Instructions for the task
Render the lines from the one containing "Task: locate the gray trousers" through the one containing "column 701, row 123", both included, as a Markdown table with the columns Number and Line, skipping any blank lines. Include no other lines.

Given data
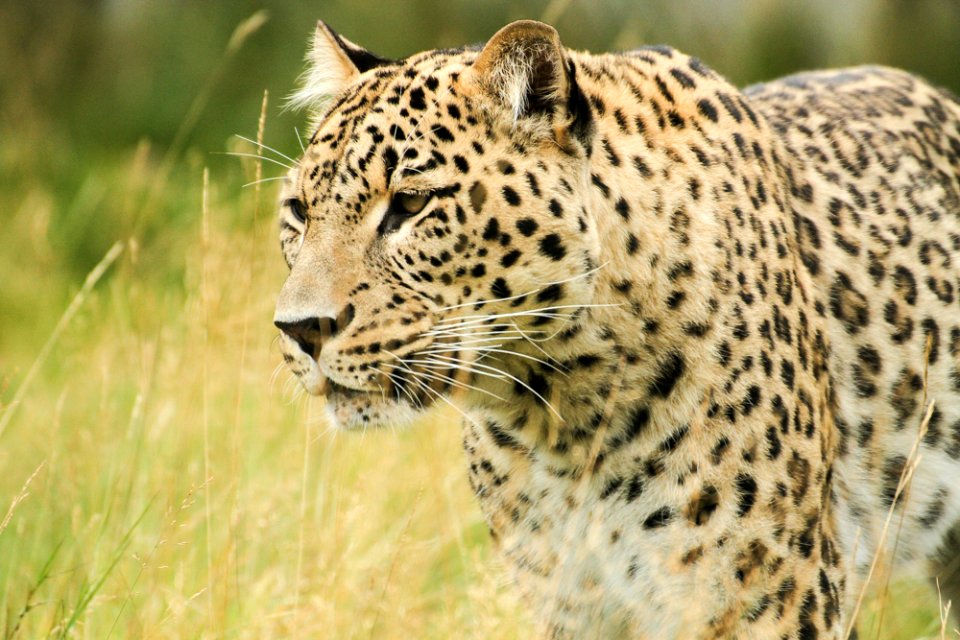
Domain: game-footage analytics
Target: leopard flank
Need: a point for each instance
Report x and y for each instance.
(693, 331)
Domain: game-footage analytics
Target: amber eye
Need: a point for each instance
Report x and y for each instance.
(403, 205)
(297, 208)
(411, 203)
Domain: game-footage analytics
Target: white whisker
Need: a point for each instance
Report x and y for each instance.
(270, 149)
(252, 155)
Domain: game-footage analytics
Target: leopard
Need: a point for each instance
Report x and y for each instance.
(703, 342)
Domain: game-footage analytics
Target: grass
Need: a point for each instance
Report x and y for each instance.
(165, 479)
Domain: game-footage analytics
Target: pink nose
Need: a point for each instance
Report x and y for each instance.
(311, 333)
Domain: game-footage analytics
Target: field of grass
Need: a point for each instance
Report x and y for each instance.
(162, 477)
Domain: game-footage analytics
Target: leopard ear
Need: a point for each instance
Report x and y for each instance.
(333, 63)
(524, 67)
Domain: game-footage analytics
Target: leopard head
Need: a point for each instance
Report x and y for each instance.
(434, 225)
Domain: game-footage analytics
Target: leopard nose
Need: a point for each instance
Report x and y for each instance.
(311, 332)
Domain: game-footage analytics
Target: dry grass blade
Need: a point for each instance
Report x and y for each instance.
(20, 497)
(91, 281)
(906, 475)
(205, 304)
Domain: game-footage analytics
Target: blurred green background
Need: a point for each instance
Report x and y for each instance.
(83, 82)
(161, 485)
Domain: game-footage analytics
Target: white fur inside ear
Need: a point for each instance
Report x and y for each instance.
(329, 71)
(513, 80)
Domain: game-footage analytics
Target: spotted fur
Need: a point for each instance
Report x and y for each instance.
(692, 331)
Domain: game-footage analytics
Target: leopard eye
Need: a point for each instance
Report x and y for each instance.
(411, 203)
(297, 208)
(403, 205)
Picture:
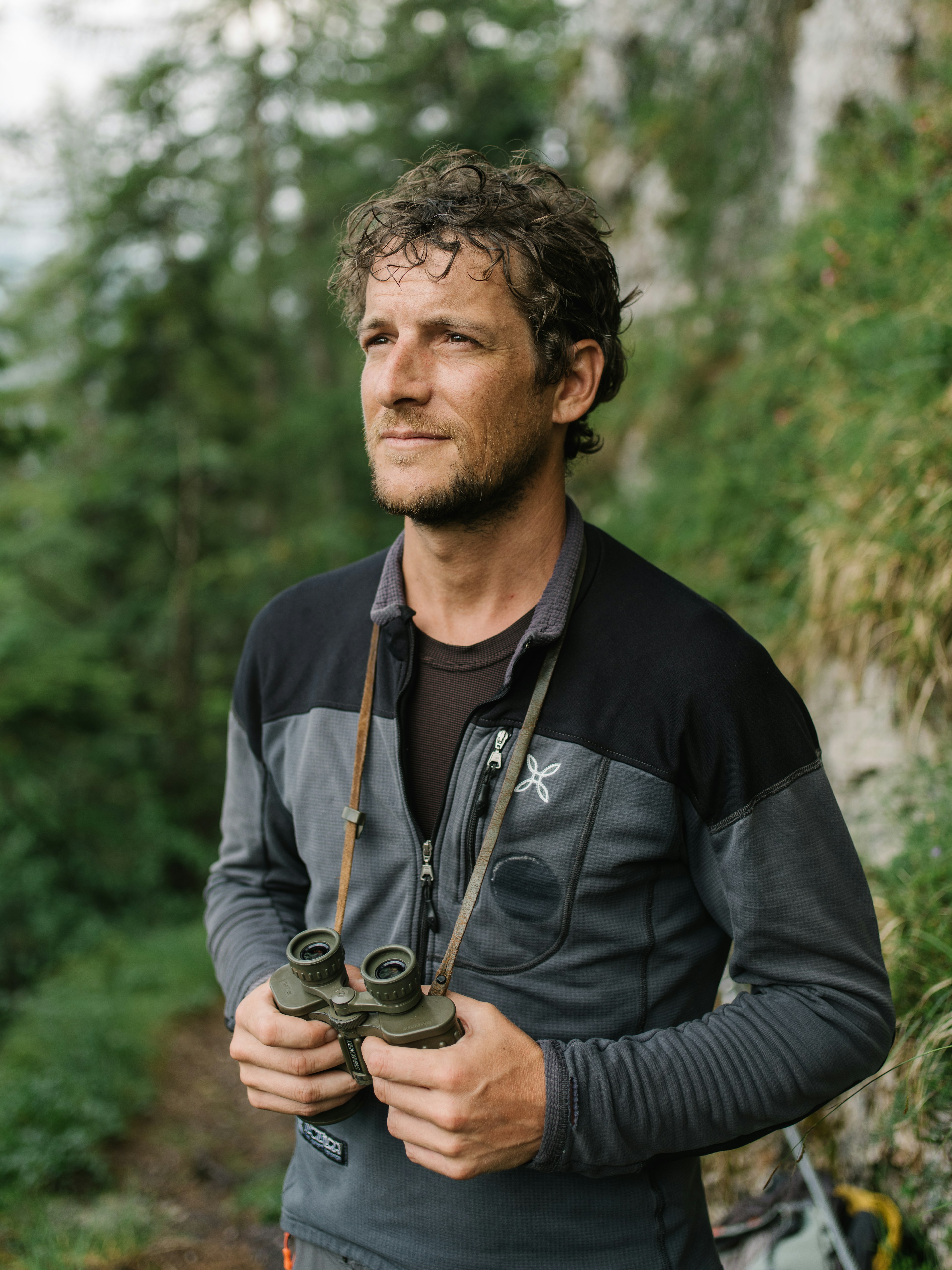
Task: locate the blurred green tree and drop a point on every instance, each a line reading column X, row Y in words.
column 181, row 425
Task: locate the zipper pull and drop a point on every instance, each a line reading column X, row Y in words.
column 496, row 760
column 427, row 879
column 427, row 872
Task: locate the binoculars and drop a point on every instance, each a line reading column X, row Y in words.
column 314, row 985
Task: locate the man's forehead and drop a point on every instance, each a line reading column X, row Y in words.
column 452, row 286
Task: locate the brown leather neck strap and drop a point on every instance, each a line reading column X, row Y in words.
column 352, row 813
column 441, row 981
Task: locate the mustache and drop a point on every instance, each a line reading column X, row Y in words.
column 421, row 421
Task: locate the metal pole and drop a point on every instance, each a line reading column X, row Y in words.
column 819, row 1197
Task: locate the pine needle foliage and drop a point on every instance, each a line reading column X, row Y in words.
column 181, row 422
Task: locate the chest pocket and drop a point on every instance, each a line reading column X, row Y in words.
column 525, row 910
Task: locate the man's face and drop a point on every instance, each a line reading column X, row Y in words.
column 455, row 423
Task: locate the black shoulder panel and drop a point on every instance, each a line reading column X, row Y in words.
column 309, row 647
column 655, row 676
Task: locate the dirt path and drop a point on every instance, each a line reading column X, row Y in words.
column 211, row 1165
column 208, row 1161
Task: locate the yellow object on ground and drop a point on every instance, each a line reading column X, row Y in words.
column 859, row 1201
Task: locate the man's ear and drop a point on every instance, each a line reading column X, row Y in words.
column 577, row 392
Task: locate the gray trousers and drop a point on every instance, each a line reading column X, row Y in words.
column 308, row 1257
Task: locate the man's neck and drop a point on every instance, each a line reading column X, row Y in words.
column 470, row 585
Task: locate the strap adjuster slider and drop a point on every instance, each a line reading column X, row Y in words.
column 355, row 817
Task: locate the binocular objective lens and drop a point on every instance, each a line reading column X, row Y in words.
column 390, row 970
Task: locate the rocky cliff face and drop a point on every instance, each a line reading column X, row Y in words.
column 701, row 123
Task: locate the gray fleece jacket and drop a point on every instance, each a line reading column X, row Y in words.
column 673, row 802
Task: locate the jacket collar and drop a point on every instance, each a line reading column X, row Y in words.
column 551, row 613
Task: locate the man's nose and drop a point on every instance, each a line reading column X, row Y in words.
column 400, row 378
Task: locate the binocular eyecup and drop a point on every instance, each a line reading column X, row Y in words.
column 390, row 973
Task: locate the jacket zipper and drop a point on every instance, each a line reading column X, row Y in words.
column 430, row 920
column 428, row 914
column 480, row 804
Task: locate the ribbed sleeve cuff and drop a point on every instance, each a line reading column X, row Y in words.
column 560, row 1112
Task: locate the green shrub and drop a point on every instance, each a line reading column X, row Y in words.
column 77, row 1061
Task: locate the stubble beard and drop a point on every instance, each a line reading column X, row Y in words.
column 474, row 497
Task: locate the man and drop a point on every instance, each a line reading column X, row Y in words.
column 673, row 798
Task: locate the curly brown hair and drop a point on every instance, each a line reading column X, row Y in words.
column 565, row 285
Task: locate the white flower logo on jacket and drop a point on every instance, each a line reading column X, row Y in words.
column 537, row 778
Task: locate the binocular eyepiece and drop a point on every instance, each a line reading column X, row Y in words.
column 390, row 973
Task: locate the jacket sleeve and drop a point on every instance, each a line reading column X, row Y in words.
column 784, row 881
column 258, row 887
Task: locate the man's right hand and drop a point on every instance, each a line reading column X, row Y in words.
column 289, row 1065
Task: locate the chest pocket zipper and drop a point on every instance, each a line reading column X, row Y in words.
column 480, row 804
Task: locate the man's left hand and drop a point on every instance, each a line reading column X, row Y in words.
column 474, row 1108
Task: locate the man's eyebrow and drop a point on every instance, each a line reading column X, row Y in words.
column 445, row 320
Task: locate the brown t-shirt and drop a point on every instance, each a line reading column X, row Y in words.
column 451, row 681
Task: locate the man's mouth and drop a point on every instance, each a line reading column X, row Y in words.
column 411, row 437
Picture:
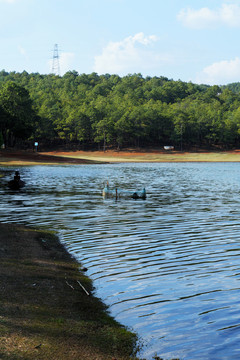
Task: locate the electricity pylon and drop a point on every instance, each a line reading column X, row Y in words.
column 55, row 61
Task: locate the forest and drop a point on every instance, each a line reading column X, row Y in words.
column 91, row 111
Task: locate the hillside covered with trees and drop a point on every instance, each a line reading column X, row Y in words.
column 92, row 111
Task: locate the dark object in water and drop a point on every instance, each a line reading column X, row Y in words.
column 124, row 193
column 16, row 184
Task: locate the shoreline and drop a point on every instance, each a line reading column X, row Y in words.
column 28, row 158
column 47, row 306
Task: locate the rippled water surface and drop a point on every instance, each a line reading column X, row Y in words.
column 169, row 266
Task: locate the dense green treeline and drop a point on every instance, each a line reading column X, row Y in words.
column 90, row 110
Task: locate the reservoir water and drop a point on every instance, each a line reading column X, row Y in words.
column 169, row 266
--
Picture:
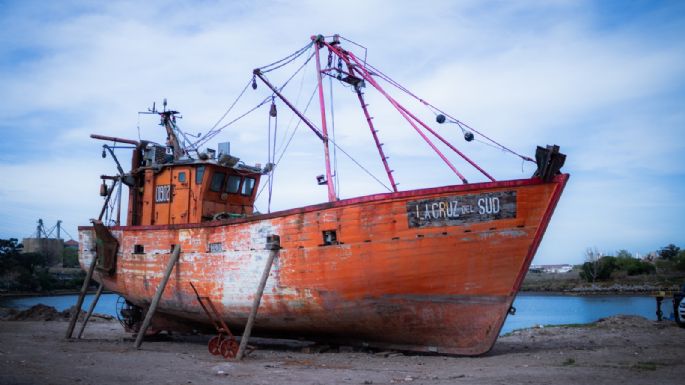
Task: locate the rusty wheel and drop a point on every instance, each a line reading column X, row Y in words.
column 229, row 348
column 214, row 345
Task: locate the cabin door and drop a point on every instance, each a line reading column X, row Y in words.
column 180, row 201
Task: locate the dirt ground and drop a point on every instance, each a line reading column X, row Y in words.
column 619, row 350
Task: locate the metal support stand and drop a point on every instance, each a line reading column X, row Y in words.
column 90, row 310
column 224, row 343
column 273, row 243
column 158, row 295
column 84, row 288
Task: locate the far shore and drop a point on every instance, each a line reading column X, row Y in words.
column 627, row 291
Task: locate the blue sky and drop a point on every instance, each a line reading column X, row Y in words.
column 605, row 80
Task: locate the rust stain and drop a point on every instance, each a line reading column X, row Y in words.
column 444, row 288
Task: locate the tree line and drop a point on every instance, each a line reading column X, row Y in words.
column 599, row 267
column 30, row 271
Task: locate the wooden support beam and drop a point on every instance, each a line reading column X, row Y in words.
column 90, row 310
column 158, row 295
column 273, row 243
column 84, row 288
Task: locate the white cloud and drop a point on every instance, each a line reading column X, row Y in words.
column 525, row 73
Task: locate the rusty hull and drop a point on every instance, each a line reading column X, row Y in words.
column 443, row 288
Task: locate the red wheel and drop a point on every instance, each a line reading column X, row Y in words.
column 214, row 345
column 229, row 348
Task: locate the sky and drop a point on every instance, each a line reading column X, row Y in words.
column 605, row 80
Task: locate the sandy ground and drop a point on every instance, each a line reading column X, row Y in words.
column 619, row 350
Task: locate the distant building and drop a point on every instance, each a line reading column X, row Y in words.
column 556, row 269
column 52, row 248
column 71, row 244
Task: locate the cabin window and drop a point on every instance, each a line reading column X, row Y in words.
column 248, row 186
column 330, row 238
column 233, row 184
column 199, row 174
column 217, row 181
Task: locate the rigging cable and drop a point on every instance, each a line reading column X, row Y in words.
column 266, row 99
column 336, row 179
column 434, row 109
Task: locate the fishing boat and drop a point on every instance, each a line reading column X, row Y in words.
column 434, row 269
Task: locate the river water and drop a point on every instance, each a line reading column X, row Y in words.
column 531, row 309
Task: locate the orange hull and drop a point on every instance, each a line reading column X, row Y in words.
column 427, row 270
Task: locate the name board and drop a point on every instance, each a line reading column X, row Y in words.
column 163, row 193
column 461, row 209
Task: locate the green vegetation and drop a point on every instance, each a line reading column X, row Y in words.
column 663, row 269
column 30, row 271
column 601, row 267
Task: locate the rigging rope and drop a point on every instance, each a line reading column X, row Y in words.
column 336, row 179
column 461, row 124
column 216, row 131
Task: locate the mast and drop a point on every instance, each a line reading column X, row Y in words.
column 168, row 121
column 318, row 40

Exercise response
| Number | Line |
|---|---|
| 1 | Task: locate the gray trousers and drop a point on every instance, each a line reading column X, row Y in words. |
| 2 | column 308, row 1257 |
| 3 | Task: locate the man's neck and drop a point on every instance, each a line reading column X, row Y in words. |
| 4 | column 470, row 585 |
| 5 | Task: locate the strap adjuster slider and drop a point on every instance, each a line reading column X, row Y in words. |
| 6 | column 355, row 817 |
| 7 | Task: locate the binocular objective lens and drop a point on every instance, each a line reading column X, row Y in words. |
| 8 | column 390, row 970 |
| 9 | Task: locate the rocky cliff face and drop a point on every instance, each a line reading column X, row Y in words. |
| 10 | column 701, row 123 |